§ Exercise aim
Go through the material line by line and tally those containing the string "with". Only the tally is wanted.

§ Task inputs
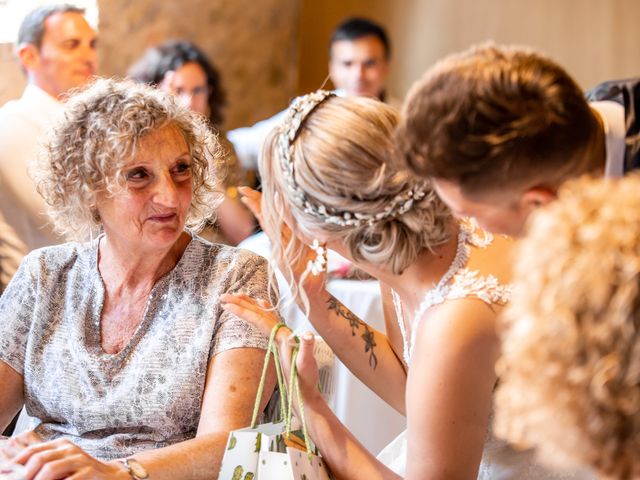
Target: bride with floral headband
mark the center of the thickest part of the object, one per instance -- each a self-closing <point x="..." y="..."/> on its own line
<point x="330" y="180"/>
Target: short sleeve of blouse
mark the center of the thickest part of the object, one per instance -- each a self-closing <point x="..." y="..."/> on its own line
<point x="251" y="279"/>
<point x="16" y="314"/>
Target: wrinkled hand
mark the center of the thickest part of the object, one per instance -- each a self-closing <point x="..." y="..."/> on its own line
<point x="262" y="316"/>
<point x="60" y="459"/>
<point x="12" y="446"/>
<point x="313" y="284"/>
<point x="257" y="312"/>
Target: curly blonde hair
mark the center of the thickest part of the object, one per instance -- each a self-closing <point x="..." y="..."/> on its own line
<point x="344" y="159"/>
<point x="570" y="369"/>
<point x="101" y="129"/>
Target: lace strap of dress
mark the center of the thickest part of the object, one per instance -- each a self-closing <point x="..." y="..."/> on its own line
<point x="397" y="303"/>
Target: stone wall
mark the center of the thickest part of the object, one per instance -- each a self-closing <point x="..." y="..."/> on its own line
<point x="253" y="44"/>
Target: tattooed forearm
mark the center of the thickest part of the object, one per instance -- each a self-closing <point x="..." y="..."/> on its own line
<point x="355" y="323"/>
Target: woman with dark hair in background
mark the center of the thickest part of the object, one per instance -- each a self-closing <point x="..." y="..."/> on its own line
<point x="181" y="68"/>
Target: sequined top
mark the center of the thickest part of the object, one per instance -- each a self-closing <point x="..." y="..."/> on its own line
<point x="149" y="394"/>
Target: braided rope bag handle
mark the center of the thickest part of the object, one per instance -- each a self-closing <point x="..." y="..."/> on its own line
<point x="286" y="405"/>
<point x="272" y="350"/>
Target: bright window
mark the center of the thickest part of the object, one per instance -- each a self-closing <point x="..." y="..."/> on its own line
<point x="13" y="11"/>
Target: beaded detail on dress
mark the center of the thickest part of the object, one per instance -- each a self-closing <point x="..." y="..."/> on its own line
<point x="458" y="282"/>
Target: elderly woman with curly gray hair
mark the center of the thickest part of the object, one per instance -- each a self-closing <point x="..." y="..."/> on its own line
<point x="118" y="346"/>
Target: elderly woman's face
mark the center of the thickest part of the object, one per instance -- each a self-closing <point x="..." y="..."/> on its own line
<point x="152" y="209"/>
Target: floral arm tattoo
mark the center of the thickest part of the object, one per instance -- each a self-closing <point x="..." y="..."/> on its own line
<point x="355" y="323"/>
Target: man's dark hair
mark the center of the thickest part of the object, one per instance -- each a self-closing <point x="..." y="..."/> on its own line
<point x="32" y="28"/>
<point x="157" y="61"/>
<point x="493" y="118"/>
<point x="354" y="28"/>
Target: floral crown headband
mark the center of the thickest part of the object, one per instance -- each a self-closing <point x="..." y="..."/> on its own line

§ Answer for the task
3